TASK PROMPT >>
Rewrite the data from the line with "of the grazing" through the end, replacing "camera-trap tally" with "field survey" and changing nothing else.

(Pointing and labeling entries)
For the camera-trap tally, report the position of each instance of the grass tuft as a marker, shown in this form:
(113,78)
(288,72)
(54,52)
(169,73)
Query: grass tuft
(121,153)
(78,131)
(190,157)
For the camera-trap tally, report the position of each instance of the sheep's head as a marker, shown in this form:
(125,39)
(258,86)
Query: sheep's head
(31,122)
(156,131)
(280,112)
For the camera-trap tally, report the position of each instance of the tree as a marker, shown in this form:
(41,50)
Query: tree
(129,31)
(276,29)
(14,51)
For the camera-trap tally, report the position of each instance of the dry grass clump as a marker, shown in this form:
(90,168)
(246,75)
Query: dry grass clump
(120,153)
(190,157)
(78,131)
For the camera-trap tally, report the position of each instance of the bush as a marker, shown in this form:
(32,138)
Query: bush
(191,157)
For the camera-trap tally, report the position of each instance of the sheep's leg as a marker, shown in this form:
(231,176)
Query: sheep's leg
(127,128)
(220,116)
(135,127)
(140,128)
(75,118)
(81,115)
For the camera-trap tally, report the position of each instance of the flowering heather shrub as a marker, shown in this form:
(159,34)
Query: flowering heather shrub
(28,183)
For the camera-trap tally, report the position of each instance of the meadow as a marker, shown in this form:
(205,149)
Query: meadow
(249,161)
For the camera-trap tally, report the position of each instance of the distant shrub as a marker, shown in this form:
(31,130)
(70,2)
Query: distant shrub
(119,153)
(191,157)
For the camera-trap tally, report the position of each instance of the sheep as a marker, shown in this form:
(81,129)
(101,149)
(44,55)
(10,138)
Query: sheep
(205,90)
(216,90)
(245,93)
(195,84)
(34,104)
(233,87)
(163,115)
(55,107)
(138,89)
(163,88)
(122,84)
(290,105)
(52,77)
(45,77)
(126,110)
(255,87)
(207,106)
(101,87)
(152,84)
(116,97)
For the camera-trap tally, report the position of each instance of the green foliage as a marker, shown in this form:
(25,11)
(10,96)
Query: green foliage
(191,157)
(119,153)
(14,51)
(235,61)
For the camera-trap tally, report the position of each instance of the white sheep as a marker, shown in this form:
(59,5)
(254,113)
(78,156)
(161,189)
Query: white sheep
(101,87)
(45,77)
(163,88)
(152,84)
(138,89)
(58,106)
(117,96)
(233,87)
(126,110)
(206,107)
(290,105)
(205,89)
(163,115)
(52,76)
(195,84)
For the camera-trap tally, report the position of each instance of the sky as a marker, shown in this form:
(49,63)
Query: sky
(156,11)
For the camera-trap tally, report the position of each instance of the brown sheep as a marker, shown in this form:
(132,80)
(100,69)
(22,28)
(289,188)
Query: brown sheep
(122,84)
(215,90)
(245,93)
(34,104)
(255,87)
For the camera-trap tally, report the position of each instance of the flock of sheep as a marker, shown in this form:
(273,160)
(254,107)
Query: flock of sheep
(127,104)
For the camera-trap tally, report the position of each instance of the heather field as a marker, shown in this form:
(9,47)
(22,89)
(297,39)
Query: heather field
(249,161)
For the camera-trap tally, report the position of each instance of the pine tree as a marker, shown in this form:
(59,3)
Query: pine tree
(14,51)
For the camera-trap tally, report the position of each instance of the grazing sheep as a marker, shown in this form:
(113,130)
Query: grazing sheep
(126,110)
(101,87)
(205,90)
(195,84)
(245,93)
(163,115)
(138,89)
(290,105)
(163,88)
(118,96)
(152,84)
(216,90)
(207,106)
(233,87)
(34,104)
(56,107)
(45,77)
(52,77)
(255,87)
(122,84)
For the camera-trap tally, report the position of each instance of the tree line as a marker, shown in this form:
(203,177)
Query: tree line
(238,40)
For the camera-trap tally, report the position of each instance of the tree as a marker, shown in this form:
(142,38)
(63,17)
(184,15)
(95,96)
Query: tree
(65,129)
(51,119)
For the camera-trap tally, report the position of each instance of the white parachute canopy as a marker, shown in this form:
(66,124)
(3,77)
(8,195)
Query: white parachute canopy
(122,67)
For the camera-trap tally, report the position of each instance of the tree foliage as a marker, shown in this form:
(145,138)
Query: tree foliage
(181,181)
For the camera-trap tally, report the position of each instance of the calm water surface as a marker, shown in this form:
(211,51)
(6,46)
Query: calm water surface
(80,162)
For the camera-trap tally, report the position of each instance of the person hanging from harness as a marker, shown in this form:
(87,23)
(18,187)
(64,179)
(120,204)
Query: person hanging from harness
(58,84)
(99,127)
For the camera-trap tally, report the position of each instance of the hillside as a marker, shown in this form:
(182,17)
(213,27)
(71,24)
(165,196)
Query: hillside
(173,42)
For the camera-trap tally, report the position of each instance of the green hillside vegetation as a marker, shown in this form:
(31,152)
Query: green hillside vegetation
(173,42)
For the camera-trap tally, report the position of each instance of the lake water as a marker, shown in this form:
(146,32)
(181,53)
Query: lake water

WRITTEN RESPONSE >>
For the field survey, report the position of each instance of the grazing sheep as a marker, shown in this form:
(113,130)
Query: grazing sheep
(126,110)
(101,87)
(205,90)
(195,84)
(245,93)
(163,115)
(138,89)
(290,105)
(163,88)
(118,96)
(152,84)
(216,90)
(207,106)
(233,87)
(34,104)
(56,107)
(45,77)
(52,77)
(255,87)
(122,84)
For the field survey, report the position of each instance of the tree line as a marker, shown in this form:
(203,177)
Query: tree line
(238,40)
For the field survey, report the position of each instance of the tree as a marker, shown in this form:
(142,38)
(63,17)
(184,15)
(95,96)
Query: tree
(65,129)
(51,119)
For the field survey, report the position of each instance of the white parachute canopy as a marker, shown in this form:
(66,124)
(3,77)
(8,195)
Query: white parachute canopy
(122,67)
For the field survey, report the position of each instance of the tree foliage as a marker, shown in this form:
(145,138)
Query: tree foliage
(181,181)
For the field survey, report the position of each instance of the calm water surface as a marker, shown in this form:
(211,51)
(6,46)
Query: calm water surface
(80,162)
For the field survey, report the position of each instance of the person hanging from harness as a marker, shown in this form:
(87,23)
(18,187)
(64,179)
(120,204)
Query: person hanging from harness
(58,84)
(99,127)
For the field survey, report the position of each instance of the hillside as a marker, shown in this form:
(182,17)
(213,27)
(71,24)
(165,196)
Query: hillside
(173,42)
For the field survey, report the position of each instance of the green hillside vegetation as a marker, shown in this form:
(31,152)
Query: green hillside vegetation
(173,42)
For the field survey, report the position of each instance of the lake water as a marker, shown in this form:
(146,32)
(181,53)
Query: lake water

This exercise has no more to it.